Data rows ->
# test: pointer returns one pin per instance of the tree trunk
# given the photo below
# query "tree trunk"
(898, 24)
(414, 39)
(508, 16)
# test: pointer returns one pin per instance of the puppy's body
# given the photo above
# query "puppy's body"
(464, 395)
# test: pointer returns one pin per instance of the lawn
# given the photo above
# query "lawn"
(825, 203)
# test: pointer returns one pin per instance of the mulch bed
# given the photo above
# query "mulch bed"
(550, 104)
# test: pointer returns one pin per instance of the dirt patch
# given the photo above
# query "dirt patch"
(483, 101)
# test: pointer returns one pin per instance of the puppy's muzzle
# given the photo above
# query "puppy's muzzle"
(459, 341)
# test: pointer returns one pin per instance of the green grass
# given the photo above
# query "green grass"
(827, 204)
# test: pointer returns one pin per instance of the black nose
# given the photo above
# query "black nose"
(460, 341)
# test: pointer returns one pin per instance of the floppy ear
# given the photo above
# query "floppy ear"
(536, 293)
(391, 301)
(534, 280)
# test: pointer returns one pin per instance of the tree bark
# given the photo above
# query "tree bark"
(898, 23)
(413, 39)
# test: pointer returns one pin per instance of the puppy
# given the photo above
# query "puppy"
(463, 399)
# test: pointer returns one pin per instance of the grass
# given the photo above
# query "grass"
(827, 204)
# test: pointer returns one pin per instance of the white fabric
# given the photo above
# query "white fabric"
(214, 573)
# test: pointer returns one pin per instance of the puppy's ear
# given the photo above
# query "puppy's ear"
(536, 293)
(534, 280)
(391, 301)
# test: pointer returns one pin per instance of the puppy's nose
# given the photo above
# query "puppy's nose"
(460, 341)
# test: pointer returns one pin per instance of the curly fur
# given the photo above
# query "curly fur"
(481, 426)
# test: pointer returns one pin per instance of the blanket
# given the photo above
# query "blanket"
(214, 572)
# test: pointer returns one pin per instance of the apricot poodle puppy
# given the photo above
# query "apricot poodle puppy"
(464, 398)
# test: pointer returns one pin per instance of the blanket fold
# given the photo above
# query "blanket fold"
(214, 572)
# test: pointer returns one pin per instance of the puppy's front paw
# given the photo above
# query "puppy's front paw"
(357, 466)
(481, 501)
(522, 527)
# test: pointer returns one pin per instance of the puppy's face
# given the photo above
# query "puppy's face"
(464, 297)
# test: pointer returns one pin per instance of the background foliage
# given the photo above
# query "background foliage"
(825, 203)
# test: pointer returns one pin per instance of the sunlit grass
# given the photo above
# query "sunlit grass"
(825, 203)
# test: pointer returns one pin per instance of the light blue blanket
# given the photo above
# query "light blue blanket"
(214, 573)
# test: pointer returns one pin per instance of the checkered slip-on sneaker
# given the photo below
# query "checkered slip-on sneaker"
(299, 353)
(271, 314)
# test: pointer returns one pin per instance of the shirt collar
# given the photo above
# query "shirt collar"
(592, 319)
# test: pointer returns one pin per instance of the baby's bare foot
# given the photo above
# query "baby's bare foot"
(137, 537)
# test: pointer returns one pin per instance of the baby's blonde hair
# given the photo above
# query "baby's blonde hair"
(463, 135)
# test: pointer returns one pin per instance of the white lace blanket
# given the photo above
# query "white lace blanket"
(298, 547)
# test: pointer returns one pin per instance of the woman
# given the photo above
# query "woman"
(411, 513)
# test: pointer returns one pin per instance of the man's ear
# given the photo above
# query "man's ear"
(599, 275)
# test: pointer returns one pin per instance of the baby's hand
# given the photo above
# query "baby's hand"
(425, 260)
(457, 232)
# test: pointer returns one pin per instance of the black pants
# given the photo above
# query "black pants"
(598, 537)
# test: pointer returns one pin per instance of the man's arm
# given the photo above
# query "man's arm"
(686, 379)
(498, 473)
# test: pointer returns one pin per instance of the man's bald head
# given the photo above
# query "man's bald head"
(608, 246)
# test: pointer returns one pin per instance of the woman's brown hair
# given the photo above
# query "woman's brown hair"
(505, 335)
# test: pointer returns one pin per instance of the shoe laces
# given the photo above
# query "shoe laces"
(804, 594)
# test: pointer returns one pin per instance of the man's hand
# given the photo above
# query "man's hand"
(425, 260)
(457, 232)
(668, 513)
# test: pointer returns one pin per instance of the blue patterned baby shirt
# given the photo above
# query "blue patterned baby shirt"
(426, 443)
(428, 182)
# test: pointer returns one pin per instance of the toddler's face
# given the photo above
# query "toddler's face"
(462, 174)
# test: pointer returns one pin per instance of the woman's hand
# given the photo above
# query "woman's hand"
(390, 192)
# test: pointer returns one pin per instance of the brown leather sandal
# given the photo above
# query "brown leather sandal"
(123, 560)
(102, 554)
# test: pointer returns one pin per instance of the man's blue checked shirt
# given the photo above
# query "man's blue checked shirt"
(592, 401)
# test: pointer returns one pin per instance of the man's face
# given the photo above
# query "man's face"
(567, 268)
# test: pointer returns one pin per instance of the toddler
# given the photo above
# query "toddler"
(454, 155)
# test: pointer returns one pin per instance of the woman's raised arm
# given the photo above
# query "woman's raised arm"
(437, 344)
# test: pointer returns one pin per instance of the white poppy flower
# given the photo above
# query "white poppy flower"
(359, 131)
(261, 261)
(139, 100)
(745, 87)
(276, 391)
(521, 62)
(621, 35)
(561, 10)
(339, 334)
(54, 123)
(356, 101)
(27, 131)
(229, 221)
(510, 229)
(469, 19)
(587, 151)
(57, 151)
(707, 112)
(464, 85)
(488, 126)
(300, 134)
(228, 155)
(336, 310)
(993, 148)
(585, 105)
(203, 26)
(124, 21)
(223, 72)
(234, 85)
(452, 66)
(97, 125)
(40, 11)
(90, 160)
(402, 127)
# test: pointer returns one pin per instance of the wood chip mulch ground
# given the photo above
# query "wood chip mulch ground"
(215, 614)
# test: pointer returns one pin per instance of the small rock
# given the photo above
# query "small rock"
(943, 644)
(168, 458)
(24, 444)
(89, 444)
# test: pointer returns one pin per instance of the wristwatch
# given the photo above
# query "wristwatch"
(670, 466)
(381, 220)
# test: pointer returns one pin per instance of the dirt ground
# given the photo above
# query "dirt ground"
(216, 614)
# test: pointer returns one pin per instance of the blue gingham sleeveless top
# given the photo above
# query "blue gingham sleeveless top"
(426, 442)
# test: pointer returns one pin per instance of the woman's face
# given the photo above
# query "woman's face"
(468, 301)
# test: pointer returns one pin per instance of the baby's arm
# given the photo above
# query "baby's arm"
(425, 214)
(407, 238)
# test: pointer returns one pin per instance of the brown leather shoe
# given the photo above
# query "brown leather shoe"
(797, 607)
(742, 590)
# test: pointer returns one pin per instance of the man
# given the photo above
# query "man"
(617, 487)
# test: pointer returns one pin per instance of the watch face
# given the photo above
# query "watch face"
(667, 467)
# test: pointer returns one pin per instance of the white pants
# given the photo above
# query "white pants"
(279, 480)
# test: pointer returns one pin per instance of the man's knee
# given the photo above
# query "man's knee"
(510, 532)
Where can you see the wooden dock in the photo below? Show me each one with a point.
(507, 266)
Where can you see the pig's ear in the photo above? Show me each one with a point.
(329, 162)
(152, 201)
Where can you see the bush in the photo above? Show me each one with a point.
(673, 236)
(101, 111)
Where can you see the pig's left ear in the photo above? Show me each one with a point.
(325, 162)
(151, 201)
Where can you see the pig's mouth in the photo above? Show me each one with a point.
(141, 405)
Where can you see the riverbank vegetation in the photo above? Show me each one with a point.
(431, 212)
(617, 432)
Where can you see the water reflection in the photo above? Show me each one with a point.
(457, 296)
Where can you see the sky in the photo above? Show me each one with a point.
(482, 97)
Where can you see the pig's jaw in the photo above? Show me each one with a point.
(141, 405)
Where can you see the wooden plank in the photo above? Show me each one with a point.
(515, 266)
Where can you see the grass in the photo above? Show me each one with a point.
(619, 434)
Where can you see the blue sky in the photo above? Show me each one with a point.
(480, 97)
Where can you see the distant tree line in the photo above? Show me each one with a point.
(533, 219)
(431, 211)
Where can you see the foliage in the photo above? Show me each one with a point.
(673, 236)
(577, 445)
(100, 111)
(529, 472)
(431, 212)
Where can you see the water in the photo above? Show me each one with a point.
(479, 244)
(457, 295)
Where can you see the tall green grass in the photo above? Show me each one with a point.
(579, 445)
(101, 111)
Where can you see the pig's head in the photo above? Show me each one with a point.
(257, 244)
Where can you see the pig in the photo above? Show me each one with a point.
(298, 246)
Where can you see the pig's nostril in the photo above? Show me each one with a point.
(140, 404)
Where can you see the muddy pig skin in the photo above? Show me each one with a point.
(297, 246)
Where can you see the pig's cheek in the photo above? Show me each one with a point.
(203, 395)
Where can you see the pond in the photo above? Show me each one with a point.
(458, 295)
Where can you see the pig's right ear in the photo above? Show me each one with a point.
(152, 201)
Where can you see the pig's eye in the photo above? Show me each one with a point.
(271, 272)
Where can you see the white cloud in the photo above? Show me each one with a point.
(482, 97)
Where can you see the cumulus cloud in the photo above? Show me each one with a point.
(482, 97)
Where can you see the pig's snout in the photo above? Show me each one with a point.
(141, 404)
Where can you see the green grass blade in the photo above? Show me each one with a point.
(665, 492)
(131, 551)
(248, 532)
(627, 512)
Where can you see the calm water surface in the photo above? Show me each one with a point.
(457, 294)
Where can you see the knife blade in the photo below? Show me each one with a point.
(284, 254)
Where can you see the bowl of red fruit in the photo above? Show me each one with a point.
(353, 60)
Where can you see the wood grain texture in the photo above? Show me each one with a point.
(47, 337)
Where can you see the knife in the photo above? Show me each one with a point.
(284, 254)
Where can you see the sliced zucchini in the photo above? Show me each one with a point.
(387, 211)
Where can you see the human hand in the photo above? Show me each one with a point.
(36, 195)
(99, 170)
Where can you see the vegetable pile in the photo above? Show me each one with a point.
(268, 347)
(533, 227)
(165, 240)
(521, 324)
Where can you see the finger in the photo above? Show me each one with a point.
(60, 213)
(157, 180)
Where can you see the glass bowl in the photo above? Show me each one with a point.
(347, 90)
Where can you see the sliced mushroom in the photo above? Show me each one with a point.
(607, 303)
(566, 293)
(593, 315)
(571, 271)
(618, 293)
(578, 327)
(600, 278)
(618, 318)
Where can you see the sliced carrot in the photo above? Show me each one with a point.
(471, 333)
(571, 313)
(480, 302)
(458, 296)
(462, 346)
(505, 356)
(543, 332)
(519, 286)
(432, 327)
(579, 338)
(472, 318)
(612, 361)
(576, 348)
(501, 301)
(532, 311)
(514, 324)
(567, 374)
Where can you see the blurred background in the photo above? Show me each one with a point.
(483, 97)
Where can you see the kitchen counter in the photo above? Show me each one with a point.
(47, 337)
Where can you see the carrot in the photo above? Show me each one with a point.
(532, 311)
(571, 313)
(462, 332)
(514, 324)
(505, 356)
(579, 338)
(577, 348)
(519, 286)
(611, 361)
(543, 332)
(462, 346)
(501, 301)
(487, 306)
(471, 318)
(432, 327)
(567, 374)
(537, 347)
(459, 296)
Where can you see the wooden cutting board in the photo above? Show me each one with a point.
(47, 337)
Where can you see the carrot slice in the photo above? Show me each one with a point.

Direction -> Beginning at the line where "Where can you see the blurred" appears, extract each line through the end of the data above; keep them exact and include nothing else.

Solution for this exercise ->
Where can you see the blurred background in the photo above? Show me each one with a point.
(483, 97)
Where can you see the kitchen counter in the photo above? Show me each one with a point.
(47, 337)
Where can you see the carrot in the photo above? Show me each one with a point.
(532, 311)
(571, 313)
(462, 332)
(514, 324)
(505, 356)
(579, 338)
(577, 348)
(519, 286)
(611, 361)
(543, 332)
(462, 346)
(501, 301)
(487, 306)
(471, 318)
(432, 327)
(567, 374)
(537, 347)
(459, 296)
Where can you see the wooden cutting board in the photo above? Show me each one with a point.
(47, 337)
Where can you see the carrot slice in the photo above? Show me each one with a point.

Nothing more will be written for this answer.